**Exercise instructions:** Please start at the line that has "segment: street curb", continue through the end of the lines, and write them out again with "ring rule" changed to "fill rule" and nothing else altered.

--- begin Data ---

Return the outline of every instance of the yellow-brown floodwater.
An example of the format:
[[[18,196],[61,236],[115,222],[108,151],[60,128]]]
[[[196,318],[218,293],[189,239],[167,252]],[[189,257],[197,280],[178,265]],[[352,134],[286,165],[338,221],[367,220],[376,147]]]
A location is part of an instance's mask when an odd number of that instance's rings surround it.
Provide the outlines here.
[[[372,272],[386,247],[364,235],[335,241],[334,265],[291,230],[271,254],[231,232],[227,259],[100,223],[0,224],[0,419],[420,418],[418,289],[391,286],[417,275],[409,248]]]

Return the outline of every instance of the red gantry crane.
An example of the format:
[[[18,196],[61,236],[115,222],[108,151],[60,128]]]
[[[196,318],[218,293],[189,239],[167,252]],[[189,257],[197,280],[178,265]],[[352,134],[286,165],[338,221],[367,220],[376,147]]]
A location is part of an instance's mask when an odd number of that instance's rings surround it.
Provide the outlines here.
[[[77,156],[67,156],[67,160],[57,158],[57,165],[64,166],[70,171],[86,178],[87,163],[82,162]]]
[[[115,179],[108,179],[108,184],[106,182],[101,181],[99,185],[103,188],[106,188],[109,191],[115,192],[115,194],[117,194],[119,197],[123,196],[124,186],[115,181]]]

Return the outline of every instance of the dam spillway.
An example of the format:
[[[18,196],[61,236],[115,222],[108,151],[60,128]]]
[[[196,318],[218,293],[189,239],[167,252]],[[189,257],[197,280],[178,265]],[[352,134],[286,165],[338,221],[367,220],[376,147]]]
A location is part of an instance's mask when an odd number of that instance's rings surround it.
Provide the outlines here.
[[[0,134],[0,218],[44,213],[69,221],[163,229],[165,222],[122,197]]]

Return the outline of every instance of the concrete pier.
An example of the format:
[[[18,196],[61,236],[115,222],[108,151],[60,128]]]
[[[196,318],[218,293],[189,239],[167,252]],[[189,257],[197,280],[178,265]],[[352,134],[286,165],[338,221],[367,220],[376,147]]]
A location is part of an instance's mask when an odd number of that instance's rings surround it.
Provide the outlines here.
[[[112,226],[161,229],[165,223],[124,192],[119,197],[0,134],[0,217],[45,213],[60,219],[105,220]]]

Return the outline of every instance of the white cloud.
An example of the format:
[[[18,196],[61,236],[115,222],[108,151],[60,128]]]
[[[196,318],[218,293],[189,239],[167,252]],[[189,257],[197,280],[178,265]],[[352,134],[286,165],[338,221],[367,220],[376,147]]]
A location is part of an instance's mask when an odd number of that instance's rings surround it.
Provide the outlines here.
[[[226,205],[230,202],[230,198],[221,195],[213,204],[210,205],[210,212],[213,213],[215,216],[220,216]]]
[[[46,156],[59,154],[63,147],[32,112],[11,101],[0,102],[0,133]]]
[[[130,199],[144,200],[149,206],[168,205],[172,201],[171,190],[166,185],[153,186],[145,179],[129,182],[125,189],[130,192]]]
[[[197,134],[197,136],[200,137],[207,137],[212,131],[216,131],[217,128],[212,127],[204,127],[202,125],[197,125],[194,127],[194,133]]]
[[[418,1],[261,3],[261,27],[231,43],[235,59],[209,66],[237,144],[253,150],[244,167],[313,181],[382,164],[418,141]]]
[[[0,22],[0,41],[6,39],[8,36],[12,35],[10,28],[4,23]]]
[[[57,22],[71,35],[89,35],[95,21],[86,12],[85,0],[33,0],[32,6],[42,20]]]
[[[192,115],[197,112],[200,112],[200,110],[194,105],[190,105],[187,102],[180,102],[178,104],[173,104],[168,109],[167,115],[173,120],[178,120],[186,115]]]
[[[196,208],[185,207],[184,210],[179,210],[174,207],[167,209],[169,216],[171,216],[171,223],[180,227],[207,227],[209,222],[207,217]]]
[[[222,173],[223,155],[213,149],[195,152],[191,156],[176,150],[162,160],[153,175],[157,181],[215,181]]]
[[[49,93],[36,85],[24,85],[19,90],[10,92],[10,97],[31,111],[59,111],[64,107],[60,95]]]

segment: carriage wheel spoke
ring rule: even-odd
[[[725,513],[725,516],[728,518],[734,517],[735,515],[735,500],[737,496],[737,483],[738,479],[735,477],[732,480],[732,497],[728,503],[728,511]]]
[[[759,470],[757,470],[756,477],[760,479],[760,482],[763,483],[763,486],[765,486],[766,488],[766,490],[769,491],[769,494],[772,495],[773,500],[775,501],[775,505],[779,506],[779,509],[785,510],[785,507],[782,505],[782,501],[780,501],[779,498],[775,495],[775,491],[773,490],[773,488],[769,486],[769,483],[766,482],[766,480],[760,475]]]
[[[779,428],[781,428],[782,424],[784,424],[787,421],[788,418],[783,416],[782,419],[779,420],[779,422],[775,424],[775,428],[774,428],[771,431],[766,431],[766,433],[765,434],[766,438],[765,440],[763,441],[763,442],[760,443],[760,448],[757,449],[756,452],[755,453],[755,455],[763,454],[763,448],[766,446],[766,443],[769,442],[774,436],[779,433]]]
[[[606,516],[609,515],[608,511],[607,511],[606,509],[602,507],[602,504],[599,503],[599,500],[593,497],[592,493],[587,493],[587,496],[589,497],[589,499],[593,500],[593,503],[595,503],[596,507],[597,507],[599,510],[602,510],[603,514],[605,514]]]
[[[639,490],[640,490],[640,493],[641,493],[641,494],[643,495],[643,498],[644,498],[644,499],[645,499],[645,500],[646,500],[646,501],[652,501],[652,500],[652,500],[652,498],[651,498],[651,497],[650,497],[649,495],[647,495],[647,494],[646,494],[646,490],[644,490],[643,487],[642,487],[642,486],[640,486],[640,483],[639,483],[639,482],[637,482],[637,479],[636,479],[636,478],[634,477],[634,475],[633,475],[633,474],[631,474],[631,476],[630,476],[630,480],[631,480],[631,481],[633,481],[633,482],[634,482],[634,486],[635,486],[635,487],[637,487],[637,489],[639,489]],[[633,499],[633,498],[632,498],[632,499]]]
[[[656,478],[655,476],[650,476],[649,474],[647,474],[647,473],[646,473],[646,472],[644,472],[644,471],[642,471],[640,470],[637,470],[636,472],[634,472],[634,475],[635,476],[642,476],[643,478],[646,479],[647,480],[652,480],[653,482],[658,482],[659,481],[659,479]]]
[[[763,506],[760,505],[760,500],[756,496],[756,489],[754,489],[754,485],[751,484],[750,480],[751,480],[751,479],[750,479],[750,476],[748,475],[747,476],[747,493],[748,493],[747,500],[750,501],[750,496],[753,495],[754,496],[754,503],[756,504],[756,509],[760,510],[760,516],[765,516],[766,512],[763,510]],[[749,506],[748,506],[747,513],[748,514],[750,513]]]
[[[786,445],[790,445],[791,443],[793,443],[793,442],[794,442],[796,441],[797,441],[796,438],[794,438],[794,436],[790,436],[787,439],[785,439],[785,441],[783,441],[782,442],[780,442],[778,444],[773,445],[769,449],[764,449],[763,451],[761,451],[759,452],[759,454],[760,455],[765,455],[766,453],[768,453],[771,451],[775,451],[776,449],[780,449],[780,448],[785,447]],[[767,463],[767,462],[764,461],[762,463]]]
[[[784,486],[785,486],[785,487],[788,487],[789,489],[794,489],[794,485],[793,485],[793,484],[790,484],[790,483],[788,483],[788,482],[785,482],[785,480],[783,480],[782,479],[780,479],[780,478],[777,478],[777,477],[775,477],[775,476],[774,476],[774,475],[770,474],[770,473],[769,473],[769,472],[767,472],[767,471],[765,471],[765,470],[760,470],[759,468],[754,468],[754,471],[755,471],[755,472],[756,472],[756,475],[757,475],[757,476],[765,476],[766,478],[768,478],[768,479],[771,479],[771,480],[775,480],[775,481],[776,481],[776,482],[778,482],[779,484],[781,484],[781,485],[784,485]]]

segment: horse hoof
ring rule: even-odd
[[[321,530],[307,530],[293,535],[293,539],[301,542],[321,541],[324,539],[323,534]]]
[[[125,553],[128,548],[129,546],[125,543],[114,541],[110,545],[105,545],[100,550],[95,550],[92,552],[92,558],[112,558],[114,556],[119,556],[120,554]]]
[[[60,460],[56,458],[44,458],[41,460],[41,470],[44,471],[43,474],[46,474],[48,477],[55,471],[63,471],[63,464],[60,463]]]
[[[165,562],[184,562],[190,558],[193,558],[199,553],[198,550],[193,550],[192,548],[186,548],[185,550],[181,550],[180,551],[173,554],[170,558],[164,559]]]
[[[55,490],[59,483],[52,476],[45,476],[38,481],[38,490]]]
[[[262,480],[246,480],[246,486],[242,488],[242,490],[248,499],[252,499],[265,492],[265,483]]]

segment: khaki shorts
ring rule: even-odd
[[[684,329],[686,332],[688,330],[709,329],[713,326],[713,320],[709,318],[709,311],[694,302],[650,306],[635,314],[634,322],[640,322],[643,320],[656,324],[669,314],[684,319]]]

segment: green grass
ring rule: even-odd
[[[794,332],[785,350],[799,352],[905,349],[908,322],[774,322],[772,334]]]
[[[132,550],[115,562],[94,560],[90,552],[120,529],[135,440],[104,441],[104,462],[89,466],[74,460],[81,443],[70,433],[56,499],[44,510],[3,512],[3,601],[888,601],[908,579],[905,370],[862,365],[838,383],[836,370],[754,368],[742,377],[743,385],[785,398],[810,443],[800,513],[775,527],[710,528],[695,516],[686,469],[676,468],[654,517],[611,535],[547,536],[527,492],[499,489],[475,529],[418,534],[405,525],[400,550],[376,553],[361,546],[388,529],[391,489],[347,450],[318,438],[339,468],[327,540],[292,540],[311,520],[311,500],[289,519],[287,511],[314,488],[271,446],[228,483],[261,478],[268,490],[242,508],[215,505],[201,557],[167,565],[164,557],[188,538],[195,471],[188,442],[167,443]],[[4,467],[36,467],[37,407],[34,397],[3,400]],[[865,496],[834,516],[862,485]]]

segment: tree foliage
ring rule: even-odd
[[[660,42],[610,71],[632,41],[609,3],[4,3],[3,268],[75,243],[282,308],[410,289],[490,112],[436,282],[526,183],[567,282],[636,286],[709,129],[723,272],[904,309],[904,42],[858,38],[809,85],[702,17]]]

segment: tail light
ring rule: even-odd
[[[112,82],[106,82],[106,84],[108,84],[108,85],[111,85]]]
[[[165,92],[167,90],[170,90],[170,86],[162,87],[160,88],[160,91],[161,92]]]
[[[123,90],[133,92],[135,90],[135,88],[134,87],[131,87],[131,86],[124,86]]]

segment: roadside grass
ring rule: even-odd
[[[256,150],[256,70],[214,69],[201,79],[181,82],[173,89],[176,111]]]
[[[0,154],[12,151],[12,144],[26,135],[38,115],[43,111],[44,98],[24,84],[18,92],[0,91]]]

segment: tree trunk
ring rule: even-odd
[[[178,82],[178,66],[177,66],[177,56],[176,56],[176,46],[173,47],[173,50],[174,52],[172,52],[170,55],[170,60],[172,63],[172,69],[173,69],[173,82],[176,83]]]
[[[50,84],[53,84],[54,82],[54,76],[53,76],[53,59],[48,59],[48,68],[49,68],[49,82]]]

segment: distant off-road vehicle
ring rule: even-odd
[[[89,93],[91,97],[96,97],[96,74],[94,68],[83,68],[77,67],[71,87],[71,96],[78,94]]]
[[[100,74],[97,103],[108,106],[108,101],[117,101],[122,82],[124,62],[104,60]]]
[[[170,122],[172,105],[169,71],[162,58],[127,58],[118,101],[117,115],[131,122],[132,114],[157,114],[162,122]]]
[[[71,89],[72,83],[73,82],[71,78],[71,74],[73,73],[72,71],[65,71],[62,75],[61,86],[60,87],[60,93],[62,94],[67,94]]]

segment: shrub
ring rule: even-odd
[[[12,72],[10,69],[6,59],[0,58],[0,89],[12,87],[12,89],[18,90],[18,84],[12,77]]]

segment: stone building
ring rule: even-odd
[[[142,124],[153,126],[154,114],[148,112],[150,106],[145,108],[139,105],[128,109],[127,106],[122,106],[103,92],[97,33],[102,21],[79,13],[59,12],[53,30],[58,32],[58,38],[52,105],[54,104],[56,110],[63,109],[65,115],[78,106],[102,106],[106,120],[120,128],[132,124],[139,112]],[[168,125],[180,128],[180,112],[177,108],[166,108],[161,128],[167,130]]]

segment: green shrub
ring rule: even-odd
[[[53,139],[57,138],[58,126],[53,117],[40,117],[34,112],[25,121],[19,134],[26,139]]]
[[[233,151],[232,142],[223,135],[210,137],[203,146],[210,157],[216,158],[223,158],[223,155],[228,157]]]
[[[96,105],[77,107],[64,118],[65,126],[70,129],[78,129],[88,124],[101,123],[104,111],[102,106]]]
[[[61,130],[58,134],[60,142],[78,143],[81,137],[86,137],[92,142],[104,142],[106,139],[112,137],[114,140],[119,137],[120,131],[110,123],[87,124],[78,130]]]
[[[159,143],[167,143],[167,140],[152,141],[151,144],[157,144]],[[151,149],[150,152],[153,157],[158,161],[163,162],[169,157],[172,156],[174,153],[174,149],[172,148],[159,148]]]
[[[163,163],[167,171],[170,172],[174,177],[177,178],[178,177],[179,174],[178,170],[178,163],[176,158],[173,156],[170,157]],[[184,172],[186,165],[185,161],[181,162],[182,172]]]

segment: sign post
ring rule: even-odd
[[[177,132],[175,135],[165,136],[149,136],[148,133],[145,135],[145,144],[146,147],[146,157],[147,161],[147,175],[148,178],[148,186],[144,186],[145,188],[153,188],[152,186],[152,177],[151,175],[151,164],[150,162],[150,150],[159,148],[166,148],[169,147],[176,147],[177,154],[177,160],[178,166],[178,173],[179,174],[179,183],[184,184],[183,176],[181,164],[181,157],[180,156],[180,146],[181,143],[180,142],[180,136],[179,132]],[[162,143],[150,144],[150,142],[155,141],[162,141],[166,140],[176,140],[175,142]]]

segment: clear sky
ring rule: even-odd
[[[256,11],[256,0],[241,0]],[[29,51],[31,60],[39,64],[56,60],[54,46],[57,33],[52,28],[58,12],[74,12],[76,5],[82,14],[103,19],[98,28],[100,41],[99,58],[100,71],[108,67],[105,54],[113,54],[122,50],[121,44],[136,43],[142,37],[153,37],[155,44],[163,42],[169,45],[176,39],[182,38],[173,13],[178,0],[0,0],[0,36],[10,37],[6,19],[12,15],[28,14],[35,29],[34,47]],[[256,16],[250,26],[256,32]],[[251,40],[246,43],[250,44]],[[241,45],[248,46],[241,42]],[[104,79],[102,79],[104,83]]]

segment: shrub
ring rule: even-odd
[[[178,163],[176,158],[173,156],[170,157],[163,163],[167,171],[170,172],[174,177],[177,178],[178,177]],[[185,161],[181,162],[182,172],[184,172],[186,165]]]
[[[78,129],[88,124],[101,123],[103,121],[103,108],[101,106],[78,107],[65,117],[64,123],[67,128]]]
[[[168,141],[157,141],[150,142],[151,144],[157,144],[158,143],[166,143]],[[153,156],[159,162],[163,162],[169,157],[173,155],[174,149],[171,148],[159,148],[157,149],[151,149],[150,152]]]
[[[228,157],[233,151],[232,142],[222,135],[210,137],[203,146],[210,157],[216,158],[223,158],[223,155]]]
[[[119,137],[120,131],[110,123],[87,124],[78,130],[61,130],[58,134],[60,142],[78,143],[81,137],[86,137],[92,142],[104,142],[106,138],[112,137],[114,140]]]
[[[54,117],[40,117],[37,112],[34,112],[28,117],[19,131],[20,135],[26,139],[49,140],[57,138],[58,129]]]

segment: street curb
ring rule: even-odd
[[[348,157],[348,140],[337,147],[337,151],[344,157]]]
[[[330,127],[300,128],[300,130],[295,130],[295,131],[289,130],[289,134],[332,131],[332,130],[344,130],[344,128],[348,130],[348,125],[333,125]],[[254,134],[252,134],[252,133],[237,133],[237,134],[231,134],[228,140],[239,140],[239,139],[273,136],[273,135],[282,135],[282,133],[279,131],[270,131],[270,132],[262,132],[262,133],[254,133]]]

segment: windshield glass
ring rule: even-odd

--- end Data ---

**The answer:**
segment: street curb
fill rule: even-odd
[[[348,157],[348,140],[337,147],[337,151],[344,157]]]
[[[330,127],[300,128],[300,130],[295,130],[295,131],[289,130],[289,134],[332,131],[332,130],[344,130],[344,128],[348,130],[348,125],[333,125]],[[254,134],[252,134],[252,133],[237,133],[237,134],[231,134],[228,140],[239,140],[239,139],[273,136],[273,135],[282,135],[282,133],[279,131],[270,131],[270,132],[262,132],[262,133],[254,133]]]

segment: windshield glass
fill rule: even-odd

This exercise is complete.